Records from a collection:
"""
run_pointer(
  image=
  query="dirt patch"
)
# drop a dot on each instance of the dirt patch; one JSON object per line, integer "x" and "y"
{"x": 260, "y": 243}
"""
■ TASK DIRECTIONS
From the line with "# drop a dot" through the last line of the records, set down every line exactly as written and leave out all others.

■ OUTPUT FOR THIS TASK
# drop a dot on each instance of the dirt patch; one JSON object per line, integer "x" and "y"
{"x": 260, "y": 243}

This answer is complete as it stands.